[Start of Excerpt]

The agency's annual Global Trends Forced Displacement report, released ahead of World Refugee Day on Saturday, said a total of 79.5 million people were displaced at the end of 2019, an almost two-fold increase since 2010. The group estimates 38 to 43 per cent of these are children, tens of thousands of whom are unaccompanied.

The total number is up with 11 million "newly displaced" people from 70.8 million displaced by the end of 2018.

More than half of those now displaced, 45.7 million people, had fled to other areas of their own countries. The rest were people displaced elsewhere, 4.2 million of whom are awaiting the outcome of asylum requests, while 29.6 million are refugees and others forcibly displaced outside their country.

The new tally of internally displaced people (IDPs) and refugees has increased by 10 million in just a year. The surge in numbers can be attributed to conflicts in the Democratic Republic of Congo, the Sahel, Yemen and Syria and a better accounting of Venezuelans outside of their country.

Displaced people by country of origin. UNHCR 

Refugees, asylum seekers and IDPs from Syria’s nine-year war make up a sixth of the total number at 13.2 million people, the group estimated.

Conflicts keeping refugees from their homes are also lasting longer. In the 1990s about 1.5 million refugees were able to return home each year, compared with 385,000 last year.

“We are witnessing a changed reality in that forced displacement nowadays is not only vastly more widespread but is simply no longer a short-term and temporary phenomenon,” said Filippo Grandi, the  UN High Commissioner for Refugees.

“People cannot be expected to live in a state of upheaval for years on end, without a chance of going home, nor a hope of building a future where they are. We need a fundamentally new and more accepting attitude towards all who flee, coupled with a much more determined drive to unlock conflicts that go on for years and that are at the root of such immense suffering.”

[End of Excerpt]
[Start of Material shown]

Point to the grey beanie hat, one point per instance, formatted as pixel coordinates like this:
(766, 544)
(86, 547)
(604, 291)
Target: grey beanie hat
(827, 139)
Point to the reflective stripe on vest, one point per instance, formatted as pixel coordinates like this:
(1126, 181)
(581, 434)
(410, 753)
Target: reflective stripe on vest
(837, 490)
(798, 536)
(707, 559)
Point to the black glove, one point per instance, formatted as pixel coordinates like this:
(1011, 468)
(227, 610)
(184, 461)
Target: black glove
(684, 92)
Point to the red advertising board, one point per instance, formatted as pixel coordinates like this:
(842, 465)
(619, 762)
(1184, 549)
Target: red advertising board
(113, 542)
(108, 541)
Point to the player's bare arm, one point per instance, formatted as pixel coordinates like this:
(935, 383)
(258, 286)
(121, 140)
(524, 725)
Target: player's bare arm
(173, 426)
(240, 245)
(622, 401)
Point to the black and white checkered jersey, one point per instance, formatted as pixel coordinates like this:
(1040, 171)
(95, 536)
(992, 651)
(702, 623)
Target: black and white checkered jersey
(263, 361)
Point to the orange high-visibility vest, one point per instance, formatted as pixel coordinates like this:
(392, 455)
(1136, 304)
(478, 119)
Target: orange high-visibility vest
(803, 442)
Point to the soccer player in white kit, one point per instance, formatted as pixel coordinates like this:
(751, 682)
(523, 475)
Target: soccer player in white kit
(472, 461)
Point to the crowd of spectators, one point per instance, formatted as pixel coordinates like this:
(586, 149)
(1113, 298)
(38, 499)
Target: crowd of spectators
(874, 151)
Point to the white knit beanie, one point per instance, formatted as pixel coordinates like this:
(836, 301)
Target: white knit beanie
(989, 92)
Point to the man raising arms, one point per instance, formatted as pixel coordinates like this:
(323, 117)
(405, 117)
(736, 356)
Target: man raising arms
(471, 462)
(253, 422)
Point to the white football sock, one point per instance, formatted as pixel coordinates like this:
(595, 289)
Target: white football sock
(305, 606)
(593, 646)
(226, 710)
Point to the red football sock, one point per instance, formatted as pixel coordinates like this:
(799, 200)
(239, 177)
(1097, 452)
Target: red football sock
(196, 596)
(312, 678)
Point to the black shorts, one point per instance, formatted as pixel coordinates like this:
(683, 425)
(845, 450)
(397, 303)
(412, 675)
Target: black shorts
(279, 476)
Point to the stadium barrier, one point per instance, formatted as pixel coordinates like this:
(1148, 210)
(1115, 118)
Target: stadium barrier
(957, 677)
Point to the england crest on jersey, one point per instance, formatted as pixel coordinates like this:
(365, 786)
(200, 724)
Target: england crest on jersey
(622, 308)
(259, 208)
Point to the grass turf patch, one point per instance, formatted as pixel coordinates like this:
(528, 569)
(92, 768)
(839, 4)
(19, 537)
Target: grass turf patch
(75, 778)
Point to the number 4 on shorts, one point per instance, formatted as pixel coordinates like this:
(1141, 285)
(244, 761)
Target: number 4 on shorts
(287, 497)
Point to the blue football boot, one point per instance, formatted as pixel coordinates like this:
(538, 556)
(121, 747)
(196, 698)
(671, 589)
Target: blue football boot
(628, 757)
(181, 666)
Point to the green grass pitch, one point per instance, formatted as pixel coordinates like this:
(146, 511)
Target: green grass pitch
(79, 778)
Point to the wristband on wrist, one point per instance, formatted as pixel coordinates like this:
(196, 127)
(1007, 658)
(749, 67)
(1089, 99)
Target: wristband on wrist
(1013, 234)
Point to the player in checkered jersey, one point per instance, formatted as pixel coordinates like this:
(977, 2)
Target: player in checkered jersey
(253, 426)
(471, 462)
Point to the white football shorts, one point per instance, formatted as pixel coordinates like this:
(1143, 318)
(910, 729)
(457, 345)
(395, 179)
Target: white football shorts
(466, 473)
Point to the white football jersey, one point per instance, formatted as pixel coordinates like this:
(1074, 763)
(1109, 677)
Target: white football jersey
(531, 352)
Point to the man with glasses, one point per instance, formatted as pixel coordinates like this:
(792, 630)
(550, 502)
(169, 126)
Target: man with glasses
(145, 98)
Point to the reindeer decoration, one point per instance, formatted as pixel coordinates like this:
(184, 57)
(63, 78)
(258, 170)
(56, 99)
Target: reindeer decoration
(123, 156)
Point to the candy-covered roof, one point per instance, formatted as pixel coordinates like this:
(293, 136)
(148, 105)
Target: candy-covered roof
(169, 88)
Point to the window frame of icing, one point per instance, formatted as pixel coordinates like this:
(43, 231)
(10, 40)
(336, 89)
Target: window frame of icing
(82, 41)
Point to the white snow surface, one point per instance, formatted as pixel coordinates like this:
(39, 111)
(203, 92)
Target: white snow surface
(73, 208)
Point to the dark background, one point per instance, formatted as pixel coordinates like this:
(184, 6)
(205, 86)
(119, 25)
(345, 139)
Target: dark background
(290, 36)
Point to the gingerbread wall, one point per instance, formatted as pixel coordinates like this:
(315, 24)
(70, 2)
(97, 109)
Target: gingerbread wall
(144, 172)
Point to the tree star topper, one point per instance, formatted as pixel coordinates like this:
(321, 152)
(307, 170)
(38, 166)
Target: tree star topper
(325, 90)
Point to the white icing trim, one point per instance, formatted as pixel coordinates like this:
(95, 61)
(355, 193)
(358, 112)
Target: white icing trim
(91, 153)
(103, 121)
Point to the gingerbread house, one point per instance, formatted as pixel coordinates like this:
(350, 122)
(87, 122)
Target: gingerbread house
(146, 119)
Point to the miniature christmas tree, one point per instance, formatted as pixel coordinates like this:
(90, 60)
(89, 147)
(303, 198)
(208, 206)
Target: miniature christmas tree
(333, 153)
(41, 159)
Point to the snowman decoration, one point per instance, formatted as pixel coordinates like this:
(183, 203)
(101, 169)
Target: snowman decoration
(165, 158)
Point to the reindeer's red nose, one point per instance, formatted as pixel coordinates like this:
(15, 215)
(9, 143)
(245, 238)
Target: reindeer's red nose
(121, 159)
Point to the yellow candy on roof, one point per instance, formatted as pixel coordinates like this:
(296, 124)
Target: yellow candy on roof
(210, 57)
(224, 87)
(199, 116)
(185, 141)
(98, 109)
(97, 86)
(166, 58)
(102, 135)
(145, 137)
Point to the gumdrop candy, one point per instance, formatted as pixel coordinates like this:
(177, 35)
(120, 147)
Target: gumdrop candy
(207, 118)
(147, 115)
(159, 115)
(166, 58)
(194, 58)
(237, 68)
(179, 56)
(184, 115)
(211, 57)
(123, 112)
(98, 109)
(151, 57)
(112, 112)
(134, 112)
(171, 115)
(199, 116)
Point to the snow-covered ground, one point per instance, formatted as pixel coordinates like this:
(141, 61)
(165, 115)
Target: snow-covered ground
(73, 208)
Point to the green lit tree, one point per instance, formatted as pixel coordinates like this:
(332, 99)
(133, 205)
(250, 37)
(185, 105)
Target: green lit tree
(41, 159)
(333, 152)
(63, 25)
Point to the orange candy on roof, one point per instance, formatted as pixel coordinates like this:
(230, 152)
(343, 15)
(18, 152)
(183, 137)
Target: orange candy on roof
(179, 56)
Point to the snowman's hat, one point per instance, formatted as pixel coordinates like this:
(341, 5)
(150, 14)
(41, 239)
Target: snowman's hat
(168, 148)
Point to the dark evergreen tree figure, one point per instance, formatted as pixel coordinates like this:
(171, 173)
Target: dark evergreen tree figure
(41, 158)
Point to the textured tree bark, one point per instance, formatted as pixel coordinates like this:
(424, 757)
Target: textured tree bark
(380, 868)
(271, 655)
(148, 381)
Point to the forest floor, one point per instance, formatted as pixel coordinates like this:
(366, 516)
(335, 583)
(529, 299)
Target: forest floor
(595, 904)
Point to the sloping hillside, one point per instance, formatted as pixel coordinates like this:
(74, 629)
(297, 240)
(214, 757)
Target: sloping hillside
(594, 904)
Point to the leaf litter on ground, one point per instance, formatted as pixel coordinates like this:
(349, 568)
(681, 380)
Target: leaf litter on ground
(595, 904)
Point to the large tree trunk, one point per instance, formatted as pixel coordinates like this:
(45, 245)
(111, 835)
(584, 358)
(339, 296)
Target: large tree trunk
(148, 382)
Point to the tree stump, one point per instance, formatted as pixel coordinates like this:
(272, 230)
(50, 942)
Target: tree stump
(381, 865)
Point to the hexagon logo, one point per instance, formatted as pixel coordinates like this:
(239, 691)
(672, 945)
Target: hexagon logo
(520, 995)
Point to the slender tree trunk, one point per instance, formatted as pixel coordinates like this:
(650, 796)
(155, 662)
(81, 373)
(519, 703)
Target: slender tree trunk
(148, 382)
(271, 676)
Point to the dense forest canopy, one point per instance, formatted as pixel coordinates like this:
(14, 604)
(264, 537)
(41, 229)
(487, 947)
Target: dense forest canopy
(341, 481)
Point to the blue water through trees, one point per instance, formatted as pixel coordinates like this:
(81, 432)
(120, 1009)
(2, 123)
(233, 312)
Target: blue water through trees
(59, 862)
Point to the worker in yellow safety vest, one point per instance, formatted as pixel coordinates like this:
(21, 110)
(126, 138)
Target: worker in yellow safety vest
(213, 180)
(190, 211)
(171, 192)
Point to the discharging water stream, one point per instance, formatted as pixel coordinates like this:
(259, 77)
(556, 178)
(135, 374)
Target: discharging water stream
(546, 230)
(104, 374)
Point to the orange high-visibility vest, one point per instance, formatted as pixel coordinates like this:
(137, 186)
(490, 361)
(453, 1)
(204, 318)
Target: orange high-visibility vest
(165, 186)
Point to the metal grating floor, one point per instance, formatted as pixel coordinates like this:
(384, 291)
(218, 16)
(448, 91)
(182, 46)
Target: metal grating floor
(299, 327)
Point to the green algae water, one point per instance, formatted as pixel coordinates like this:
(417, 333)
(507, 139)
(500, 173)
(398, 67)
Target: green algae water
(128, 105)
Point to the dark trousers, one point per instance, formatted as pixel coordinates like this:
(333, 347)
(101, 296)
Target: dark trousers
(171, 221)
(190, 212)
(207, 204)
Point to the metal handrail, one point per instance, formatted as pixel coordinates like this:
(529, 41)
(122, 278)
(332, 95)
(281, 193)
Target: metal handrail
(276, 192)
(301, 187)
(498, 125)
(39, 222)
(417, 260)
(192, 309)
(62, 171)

[End of Material shown]

▶ **The exercise**
Extend the report on global forced displacement, picking up after its final sentence.

▶ **Answer to the exercise**
Despite rhetoric from right-wing groups in European nations and the US on high intake of asylum seekers and refugees, only Germany made the top five host countries in 2019 with 1.1 million. Turkey hosted the largest number of refugees worldwide, with 3.6 million people.

Europe registered 9.2 million asylum claims over the past decade, the Americas 3.4 million and the Middle East and North Africa region about 633,000 individual asylum applications.

In terms of refugees in comparison to population, the small island nation of Aruba was found to host the most displaced people per 1,000 residents, mostly from Venezuela, only 29 kilometres away by sea. Refugees account for one-sixth of the population there.

In Lebanon, which hosts a huge number of Palestinian and Syrian refugees, one in every seven people in the country is a refugee.

But as displaced population continues to climb, little is being done to find sustainable, lasting solutions, the agency said. Only half a per cent of the world’s refugees were resettled in 2019 and only 317,200 refugees returned to their home countries, mostly to South Sudan, Syria and the Central African Republic.